* Given text:
4.10.13.7.9.4  (03-16-2015)
Example Of The Required Calculation Under IRC 481(b)

  1. In the preceding example, the IRC 481 (b) tax limitation is applicable because the IRC 481 (a) adjustment is over $3,000. For the IRC 481(b)(1) computation, the adjustment should be spread evenly between the current year (2010) and the two prior tax years (2009 and 2008).

    Note:

    If the taxable income of two prior years is in the same tax bracket as the year of adjustment, including the total of all adjustment, there would be no benefit from applying the IRC 481(b) limitation. Likewise, benefits could be limited if the taxpayer has a NOL carryback. The two prior year returns are only used for computation purposes. No tax is assessed on these tax years. Any difference in tax from completing this calculation will be shown as a credit in the tax due on the current year's examination.

  2. IRC 481 (b) Computation: The IRC 481(a) adjustment is $200,000 and the current year adjustment is $50,000. The first computation is to calculate the tax for 2010:

        IRC 481(b) computation:
             
        2008 2009 2010
    IRC 481(a) $200,000 $66,667 $66,667 $66,667
    Add'l Tax $78,000 $16,667 $22,667 $22,667
             
    IRC 481(b) Credit ($15,999)

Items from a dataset
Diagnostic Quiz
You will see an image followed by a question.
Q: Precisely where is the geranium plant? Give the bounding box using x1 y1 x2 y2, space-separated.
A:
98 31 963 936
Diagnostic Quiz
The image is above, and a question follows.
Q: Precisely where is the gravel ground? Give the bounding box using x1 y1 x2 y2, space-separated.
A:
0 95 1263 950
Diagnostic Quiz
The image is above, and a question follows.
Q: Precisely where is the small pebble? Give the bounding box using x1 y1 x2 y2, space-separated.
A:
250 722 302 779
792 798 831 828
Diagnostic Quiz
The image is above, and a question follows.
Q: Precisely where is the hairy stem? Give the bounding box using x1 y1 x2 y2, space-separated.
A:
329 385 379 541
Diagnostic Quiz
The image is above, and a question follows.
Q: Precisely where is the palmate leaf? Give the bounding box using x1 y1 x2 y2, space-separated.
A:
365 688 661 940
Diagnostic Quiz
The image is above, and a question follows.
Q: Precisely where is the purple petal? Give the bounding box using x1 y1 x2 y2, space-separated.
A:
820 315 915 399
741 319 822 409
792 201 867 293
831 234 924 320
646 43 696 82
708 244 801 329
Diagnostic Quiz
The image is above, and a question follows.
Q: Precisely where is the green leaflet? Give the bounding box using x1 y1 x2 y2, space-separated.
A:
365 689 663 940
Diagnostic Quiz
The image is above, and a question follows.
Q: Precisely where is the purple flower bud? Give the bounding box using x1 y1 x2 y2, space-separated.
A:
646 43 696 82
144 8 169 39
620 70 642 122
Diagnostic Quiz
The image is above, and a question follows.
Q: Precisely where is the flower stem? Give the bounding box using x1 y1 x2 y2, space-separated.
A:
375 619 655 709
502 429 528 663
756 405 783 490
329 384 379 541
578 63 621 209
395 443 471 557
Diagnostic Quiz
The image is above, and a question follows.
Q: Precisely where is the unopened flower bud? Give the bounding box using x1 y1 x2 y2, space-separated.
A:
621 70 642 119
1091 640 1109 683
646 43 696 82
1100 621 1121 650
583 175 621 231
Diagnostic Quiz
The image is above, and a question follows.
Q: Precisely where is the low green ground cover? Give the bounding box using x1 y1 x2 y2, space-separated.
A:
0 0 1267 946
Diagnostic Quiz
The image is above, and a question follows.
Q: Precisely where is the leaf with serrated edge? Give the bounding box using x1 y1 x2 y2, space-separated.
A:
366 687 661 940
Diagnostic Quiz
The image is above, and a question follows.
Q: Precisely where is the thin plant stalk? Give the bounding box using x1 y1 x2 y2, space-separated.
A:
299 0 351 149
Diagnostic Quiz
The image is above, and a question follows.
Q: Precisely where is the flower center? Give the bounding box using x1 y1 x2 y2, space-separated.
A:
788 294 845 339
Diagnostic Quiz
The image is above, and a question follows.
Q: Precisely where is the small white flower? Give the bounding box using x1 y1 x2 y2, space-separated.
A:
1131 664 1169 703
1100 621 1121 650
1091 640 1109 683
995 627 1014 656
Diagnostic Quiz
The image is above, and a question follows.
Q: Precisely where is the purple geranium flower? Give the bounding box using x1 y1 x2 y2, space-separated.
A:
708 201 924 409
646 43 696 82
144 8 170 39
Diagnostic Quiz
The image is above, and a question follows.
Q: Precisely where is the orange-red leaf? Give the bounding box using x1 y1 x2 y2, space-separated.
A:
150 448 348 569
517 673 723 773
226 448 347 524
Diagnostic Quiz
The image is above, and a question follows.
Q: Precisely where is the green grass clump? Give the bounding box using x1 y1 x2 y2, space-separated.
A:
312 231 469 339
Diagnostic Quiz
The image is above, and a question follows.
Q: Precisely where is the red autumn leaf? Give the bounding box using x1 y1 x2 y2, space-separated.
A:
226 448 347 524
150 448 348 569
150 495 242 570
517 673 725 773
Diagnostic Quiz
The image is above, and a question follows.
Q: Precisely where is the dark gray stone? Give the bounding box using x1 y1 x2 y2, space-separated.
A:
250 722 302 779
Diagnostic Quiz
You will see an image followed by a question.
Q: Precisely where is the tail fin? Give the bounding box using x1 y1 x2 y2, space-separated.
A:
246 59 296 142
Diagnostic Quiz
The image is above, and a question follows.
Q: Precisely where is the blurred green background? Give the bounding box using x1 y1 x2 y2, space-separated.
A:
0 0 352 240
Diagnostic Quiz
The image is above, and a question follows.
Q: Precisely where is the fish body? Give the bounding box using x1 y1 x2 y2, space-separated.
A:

* Exercise instructions:
Repeat the IRC 481(b) passage word for word from "2008 2009 2010" to "481(b) Credit ($15,999)".

* Response to the exercise:
2008 2009 2010
    IRC 481(a) $200,000 $66,667 $66,667 $66,667
    Add'l Tax $78,000 $16,667 $22,667 $22,667
             
    IRC 481(b) Credit ($15,999)